RECORDS PROVIDED ->
···

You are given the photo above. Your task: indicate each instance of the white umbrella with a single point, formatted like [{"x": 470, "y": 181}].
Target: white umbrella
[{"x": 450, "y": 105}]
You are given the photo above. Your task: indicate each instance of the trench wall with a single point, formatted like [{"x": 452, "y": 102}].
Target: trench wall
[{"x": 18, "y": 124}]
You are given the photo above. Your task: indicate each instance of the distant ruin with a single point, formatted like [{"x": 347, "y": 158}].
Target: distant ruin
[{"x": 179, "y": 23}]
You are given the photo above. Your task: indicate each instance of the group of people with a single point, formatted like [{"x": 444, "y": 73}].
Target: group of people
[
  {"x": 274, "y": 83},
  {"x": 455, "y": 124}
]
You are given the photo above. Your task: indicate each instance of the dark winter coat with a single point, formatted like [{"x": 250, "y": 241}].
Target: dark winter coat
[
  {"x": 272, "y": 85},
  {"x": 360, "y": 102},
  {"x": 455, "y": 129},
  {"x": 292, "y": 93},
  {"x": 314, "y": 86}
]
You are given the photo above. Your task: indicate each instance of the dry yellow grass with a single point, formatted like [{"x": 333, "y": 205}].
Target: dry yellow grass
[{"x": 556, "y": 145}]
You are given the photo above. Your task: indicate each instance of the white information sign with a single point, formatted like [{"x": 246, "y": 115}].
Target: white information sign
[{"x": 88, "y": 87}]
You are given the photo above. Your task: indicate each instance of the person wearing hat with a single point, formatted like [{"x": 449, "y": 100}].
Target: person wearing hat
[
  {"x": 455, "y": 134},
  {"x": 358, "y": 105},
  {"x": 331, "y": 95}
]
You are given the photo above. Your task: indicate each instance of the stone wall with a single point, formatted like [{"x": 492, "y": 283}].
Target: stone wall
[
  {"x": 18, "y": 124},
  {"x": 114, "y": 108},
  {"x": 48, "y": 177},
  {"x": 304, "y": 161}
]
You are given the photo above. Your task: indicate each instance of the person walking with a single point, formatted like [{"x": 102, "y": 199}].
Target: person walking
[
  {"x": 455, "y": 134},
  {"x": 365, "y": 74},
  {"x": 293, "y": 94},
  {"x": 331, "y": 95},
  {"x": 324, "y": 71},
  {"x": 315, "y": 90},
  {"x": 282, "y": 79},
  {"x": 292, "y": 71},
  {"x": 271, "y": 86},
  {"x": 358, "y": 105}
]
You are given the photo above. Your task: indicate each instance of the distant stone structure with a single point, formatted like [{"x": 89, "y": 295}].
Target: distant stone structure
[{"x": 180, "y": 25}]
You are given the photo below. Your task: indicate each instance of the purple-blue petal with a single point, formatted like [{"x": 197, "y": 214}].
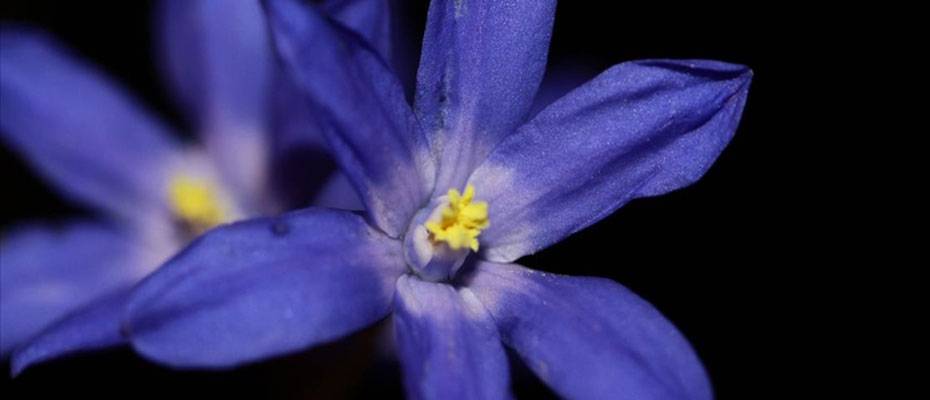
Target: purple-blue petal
[
  {"x": 79, "y": 129},
  {"x": 372, "y": 19},
  {"x": 448, "y": 344},
  {"x": 93, "y": 327},
  {"x": 264, "y": 287},
  {"x": 369, "y": 127},
  {"x": 481, "y": 63},
  {"x": 48, "y": 272},
  {"x": 589, "y": 338},
  {"x": 639, "y": 129},
  {"x": 218, "y": 59}
]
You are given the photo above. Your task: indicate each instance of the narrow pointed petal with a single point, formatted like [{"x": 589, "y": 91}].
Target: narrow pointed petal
[
  {"x": 46, "y": 273},
  {"x": 589, "y": 338},
  {"x": 448, "y": 344},
  {"x": 265, "y": 287},
  {"x": 481, "y": 64},
  {"x": 93, "y": 327},
  {"x": 371, "y": 129},
  {"x": 78, "y": 129},
  {"x": 639, "y": 129},
  {"x": 373, "y": 20},
  {"x": 300, "y": 153},
  {"x": 217, "y": 57}
]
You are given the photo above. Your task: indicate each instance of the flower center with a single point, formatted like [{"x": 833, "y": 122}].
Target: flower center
[
  {"x": 460, "y": 221},
  {"x": 442, "y": 235},
  {"x": 195, "y": 202}
]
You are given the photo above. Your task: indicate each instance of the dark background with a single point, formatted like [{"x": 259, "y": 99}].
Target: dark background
[{"x": 729, "y": 260}]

···

TASK INSTRUCTIONS -> Whatever pictures the records hold, omit them; give again exactly the lines from the one containing "Target: distant stone structure" through the one containing "of the narrow".

OUTPUT FOR THIS EXERCISE ->
Target: distant stone structure
[{"x": 180, "y": 25}]
You are given the photo below. Your task: indicate each instance of the purple-blue petal with a single point, formatted like [{"x": 197, "y": 214}].
Target: purple-blue petal
[
  {"x": 79, "y": 129},
  {"x": 372, "y": 19},
  {"x": 448, "y": 344},
  {"x": 93, "y": 327},
  {"x": 264, "y": 287},
  {"x": 369, "y": 127},
  {"x": 481, "y": 63},
  {"x": 48, "y": 272},
  {"x": 589, "y": 338},
  {"x": 639, "y": 129},
  {"x": 218, "y": 59}
]
You are given the photo above. Your task: indicate each instance of the narrow pointed petal with a single point, formatted like [{"x": 589, "y": 91}].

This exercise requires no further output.